## CONSIGNE A:
Recopiez intégralement l'extrait sur le design des sites web, sans y changer un mot.

## EXTRAIT DU DOCUMENT:
========================================================================
Lors de la conception d’un site, un des critères qui préside le plus souvent à sa conception est son design, sa beauté, son élégance ou son look. Autant de termes qui tentent de définir ce que la plupart des gens sont incapables de décrire par des mots : l’esthétique d’un site, son image, sa perception face aux utilisateurs. D’où les nombreuses erreurs de conception liées à une croyance : que le design, c’est l’affaire des web designers, même s’ils ne comprennent pas bien eux même comment ils font pour faire du design (ce qui est faux évidemment). Cet article a pour but de mieux faire comprendre ce qu’est le design d’un site et comment il influence négativement ou pas sur sa performance commerciale.
Peut-on mesurer la beauté ?
Ceci étant dit, il apparait pourtant que pour une population donnée, des valeurs communes apparaissent qui permettent de définir la beauté. Si on demande aux gens d’exprimer cette beauté par des mots, ils sont bien sûr incapables de le faire, c’est pourquoi il faut se tourner vers des méthodes scientifiques pour arriver à dégager ce qui est beau de ce qui ne l’est pas. Pour le web, par exemple, on peut s’appuyer sur des questionnaires qui permettront d’évaluer la perception de l’esthétique d’un site.
========================================================================
## LIGNES FOURNIES:

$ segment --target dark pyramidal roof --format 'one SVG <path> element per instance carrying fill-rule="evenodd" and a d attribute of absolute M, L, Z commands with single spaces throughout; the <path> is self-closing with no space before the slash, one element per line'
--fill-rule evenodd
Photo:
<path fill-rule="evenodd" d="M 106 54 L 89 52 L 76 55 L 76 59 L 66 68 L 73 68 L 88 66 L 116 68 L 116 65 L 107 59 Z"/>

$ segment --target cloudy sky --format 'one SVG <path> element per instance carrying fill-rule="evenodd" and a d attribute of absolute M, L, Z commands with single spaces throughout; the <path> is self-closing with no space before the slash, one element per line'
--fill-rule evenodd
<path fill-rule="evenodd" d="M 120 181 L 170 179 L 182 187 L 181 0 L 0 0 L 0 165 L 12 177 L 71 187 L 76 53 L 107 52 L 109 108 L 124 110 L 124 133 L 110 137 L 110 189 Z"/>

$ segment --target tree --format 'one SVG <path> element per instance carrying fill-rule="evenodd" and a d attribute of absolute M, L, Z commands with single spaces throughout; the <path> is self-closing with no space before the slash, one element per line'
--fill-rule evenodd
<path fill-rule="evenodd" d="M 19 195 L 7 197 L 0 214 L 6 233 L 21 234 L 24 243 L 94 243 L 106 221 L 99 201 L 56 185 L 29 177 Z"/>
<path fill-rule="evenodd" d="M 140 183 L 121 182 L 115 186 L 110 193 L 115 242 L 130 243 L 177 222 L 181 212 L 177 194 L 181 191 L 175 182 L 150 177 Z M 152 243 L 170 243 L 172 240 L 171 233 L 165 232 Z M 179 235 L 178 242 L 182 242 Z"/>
========================================================================
## CONSIGNE B:
Parmi les lignes fournies, présentez sous forme de liste JSON de chaînes celles qui vont de la ligne contenant « segment --target cloudy » jusqu'à la ligne contenant « 120 181 L 170 », ces deux lignes comprises. Mettez une chaîne par ligne et omettez les lignes vides.

## RÉSULTAT A:
Lors de la conception d’un site, un des critères qui préside le plus souvent à sa conception est son design, sa beauté, son élégance ou son look. Autant de termes qui tentent de définir ce que la plupart des gens sont incapables de décrire par des mots : l’esthétique d’un site, son image, sa perception face aux utilisateurs. D’où les nombreuses erreurs de conception liées à une croyance : que le design, c’est l’affaire des web designers, même s’ils ne comprennent pas bien eux même comment ils font pour faire du design (ce qui est faux évidemment). Cet article a pour but de mieux faire comprendre ce qu’est le design d’un site et comment il influence négativement ou pas sur sa performance commerciale.
Peut-on mesurer la beauté ?
Ceci étant dit, il apparait pourtant que pour une population donnée, des valeurs communes apparaissent qui permettent de définir la beauté. Si on demande aux gens d’exprimer cette beauté par des mots, ils sont bien sûr incapables de le faire, c’est pourquoi il faut se tourner vers des méthodes scientifiques pour arriver à dégager ce qui est beau de ce qui ne l’est pas. Pour le web, par exemple, on peut s’appuyer sur des questionnaires qui permettront d’évaluer la perception de l’esthétique d’un site.

## RÉSULTAT B:
[
  "$ segment --target cloudy sky --format 'one SVG <path> element per instance carrying fill-rule=\"evenodd\" and a d attribute of absolute M, L, Z commands with single spaces throughout; the <path> is self-closing with no space before the slash, one element per line'",
  "--fill-rule evenodd",
  "<path fill-rule=\"evenodd\" d=\"M 120 181 L 170 179 L 182 187 L 181 0 L 0 0 L 0 165 L 12 177 L 71 187 L 76 53 L 107 52 L 109 108 L 124 110 L 124 133 L 110 137 L 110 189 Z\"/>"
]